#### [TASK INSTRUCTIONS]
Restate each line of the listing exactly, without carrying over any pictures.

#### [INPUT]
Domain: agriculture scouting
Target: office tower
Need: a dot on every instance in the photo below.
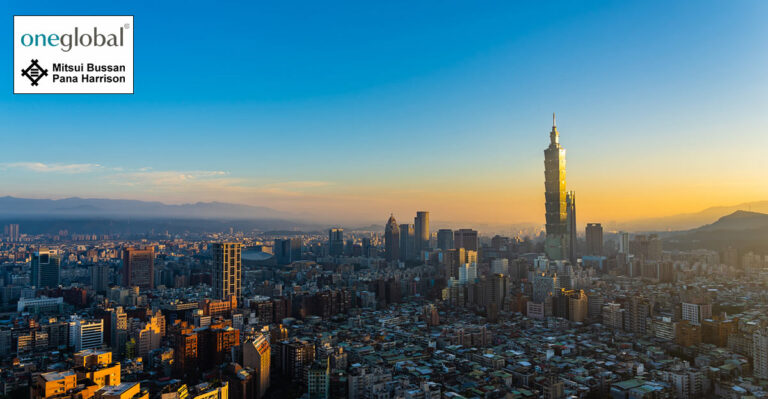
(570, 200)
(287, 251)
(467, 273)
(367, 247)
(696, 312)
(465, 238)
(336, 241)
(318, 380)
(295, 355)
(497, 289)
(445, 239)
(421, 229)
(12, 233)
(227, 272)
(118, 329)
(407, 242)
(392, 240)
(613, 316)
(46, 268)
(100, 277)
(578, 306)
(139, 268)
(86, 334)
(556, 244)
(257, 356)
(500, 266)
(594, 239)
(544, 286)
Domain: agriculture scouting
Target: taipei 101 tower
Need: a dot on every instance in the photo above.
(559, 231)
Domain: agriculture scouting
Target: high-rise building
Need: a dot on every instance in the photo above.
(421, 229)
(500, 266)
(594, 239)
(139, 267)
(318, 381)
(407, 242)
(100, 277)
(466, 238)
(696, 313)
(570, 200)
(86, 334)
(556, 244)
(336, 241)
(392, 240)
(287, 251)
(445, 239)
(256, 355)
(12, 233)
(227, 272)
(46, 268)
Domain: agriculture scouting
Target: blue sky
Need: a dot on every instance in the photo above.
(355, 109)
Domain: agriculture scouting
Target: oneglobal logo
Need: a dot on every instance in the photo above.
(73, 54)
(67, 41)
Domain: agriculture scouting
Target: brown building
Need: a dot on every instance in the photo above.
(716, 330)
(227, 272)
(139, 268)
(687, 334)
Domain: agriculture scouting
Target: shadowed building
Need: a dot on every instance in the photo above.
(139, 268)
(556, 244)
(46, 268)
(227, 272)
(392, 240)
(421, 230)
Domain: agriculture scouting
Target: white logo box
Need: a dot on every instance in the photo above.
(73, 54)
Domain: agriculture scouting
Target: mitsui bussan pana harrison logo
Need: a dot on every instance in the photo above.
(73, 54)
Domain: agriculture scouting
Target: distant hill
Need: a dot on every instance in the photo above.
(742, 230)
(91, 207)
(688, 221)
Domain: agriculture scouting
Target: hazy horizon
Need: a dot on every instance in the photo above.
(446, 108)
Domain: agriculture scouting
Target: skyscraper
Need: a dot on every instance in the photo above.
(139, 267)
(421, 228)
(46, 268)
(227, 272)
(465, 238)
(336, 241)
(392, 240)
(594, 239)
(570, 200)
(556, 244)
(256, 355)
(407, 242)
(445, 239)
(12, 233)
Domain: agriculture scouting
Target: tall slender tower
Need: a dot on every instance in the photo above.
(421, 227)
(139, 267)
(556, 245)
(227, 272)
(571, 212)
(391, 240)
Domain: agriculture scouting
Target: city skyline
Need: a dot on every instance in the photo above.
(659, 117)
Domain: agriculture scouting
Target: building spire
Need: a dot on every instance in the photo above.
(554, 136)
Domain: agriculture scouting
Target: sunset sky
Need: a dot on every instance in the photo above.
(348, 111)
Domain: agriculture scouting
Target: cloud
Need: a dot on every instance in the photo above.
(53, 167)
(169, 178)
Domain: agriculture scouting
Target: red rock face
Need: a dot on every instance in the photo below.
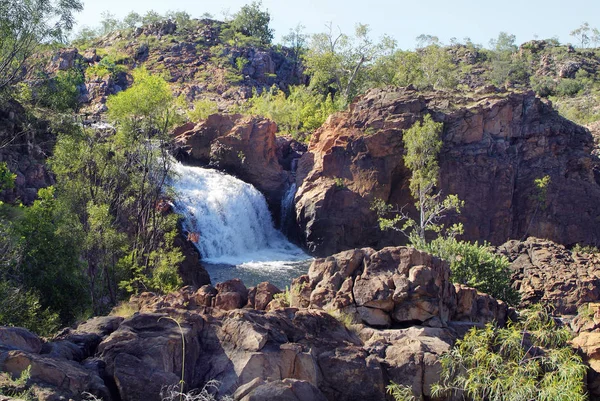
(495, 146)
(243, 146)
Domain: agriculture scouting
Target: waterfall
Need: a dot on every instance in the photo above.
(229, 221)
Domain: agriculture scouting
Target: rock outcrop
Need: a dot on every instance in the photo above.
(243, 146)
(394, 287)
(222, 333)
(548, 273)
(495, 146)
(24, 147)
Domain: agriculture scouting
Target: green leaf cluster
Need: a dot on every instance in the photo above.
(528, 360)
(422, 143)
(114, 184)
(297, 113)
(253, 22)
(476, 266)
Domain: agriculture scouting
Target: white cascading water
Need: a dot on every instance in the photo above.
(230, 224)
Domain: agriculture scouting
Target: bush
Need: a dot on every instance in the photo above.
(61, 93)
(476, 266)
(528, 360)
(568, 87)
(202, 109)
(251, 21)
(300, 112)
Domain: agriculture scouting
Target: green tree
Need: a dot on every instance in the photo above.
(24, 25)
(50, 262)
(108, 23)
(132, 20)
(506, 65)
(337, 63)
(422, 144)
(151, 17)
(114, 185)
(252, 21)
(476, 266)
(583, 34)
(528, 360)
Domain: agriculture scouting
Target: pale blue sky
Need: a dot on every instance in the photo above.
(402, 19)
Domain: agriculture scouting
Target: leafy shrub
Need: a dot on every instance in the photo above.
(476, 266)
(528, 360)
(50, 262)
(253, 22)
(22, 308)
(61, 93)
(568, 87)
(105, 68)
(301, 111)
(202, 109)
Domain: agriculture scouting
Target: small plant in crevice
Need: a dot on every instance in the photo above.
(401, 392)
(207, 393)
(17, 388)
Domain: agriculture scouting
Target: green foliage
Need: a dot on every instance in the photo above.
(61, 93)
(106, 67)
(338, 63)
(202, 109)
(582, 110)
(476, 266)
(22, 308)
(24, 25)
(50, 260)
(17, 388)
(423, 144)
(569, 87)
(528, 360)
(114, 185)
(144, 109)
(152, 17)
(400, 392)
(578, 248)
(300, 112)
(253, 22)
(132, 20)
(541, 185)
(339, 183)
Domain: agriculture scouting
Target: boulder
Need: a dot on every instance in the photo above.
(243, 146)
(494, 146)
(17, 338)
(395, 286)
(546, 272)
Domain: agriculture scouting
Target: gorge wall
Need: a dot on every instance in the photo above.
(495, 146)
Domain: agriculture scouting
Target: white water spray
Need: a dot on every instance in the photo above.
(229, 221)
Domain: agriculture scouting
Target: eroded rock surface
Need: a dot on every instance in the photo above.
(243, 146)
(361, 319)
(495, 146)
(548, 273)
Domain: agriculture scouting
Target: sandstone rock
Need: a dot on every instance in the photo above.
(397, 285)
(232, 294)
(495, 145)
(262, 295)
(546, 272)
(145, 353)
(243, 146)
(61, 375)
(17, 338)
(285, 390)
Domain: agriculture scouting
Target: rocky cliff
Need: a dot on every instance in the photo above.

#### [SOLUTION FOR THIS EXERCISE]
Domain: agriculture scouting
Target: office tower
Need: a dot on every instance in the photo below.
(570, 200)
(287, 251)
(467, 273)
(367, 247)
(696, 312)
(465, 238)
(336, 241)
(318, 380)
(295, 355)
(497, 289)
(445, 239)
(421, 229)
(12, 233)
(227, 272)
(118, 329)
(407, 242)
(392, 240)
(613, 316)
(46, 268)
(100, 277)
(578, 306)
(139, 268)
(86, 334)
(556, 244)
(257, 356)
(500, 266)
(594, 239)
(544, 286)
Domain: agriculture scouting
Target: taipei 101 tower
Need: a dot on every instance in the photo above.
(559, 231)
Domain: agriculture scouting
Target: high-rise building
Need: a dot on every instance in the photo above.
(421, 229)
(500, 266)
(594, 239)
(139, 267)
(318, 381)
(407, 242)
(100, 277)
(466, 238)
(696, 313)
(570, 200)
(86, 334)
(556, 244)
(336, 241)
(392, 240)
(287, 251)
(445, 239)
(256, 355)
(12, 233)
(227, 272)
(46, 268)
Domain: agriculture scouting
Target: blue sky
Need: a dot on every instance in the photo above.
(355, 109)
Domain: agriculture scouting
Target: oneglobal logo
Need: a dot on every instance in the photo above.
(73, 54)
(67, 41)
Domain: agriculture scouting
Target: brown building
Need: a dot on every instance in the photo above.
(716, 330)
(227, 272)
(139, 268)
(687, 334)
Domain: agriculture scouting
Target: shadowed building
Need: a dot on every instance in the photo above.
(139, 268)
(556, 244)
(46, 268)
(227, 272)
(392, 240)
(421, 230)
Domain: agriculture scouting
Target: white logo box
Need: a dot on every instance in the photo above.
(73, 54)
Domain: agriculture scouting
Target: mitsui bussan pana harrison logo
Need: a dot on every instance in the photo above.
(73, 54)
Domain: agriculture scouting
Target: distant hill
Need: a dot on every instance in the photo above.
(742, 230)
(91, 207)
(688, 221)
Domain: agriculture scouting
Target: hazy horizon
Need: a dot on every instance in the photo above.
(446, 108)
Domain: agriculture scouting
Target: skyscraper
Need: a dot on every instance in the photo above.
(139, 267)
(421, 228)
(46, 268)
(227, 272)
(465, 238)
(336, 241)
(392, 240)
(594, 239)
(570, 200)
(556, 244)
(256, 355)
(407, 242)
(445, 239)
(12, 233)
Domain: agriculture scouting
Target: tall slender tower
Need: a dot on every instance in the photo above.
(421, 227)
(139, 267)
(556, 245)
(227, 272)
(571, 212)
(391, 240)
Domain: agriculture scouting
Target: city skyline
Need: a dot on every instance in the photo above.
(659, 117)
Domain: agriculture scouting
Target: building spire
Need: a dot on every instance in the photo above.
(554, 136)
Domain: agriculture scouting
Target: sunset sky
Need: a dot on every instance in the photo above.
(348, 111)
Domain: agriculture scouting
Target: cloud
Need: a dot on every instance in the photo above.
(53, 167)
(169, 178)
Domain: agriculture scouting
Target: red rock face
Need: a dot on every instance in the photo below.
(495, 146)
(243, 146)
Domain: agriculture scouting
Target: waterfall
Need: a dot on every instance in the photo above.
(229, 221)
Domain: agriculture scouting
Target: rock outcrop
Need: a dot on every instance in the photo above.
(243, 146)
(394, 287)
(222, 333)
(548, 273)
(495, 146)
(24, 147)
Domain: agriculture scouting
Target: green leaf cluster
Need: a dot on every instance in the photo above.
(528, 360)
(422, 143)
(114, 184)
(297, 113)
(253, 22)
(476, 266)
Domain: agriculture scouting
Target: white cascading water
Need: a dot on every instance in the photo above.
(230, 224)
Domain: agriculture scouting
Target: bush
Need: a dot on every instance in the photo above.
(61, 93)
(476, 266)
(528, 360)
(568, 87)
(202, 109)
(251, 21)
(300, 112)
Domain: agriculture scouting
Target: green tree
Need: a dot on every instance in the photo above.
(24, 25)
(50, 262)
(108, 23)
(132, 20)
(506, 65)
(337, 63)
(422, 144)
(151, 17)
(114, 185)
(252, 21)
(476, 266)
(583, 34)
(528, 360)
Domain: agriculture scouting
Target: pale blue sky
Need: a dot on every instance in the photo above.
(402, 19)
Domain: agriculture scouting
Target: leafy shrub
Need: a dot on every instance in the photo above.
(476, 266)
(528, 360)
(50, 262)
(253, 22)
(22, 308)
(61, 93)
(568, 87)
(105, 68)
(301, 111)
(202, 109)
Domain: agriculture scouting
Target: small plant in crevice
Need: a dot on every instance in the photo above.
(401, 392)
(207, 393)
(17, 388)
Domain: agriculture scouting
Target: green foliage
Need: a dot on every instance in the photo above.
(61, 93)
(106, 67)
(338, 63)
(202, 109)
(582, 110)
(476, 266)
(22, 308)
(24, 25)
(50, 260)
(17, 388)
(423, 144)
(569, 87)
(528, 360)
(114, 185)
(144, 109)
(152, 17)
(400, 392)
(578, 248)
(300, 112)
(253, 22)
(132, 20)
(541, 185)
(339, 183)
Domain: agriculture scouting
Target: boulder
Need: a dot on every instance in the photo above.
(243, 146)
(494, 146)
(17, 338)
(395, 286)
(546, 272)
Domain: agriculture scouting
Target: gorge wall
Need: a dot on every instance in the photo above.
(495, 146)
Domain: agriculture scouting
Target: white water spray
Need: a dot on every instance in the photo above.
(229, 221)
Domain: agriculture scouting
Target: eroded rock surface
Need: a dot on every instance in the photo above.
(243, 146)
(361, 319)
(495, 146)
(548, 273)
Domain: agriculture scouting
Target: sandstone rock
Need: a dot on every instance in the photo above.
(397, 285)
(232, 294)
(495, 145)
(262, 295)
(546, 272)
(145, 353)
(243, 146)
(61, 375)
(17, 338)
(285, 390)
Domain: agriculture scouting
Target: rocky cliff
Need: a dot on every instance in the photo above.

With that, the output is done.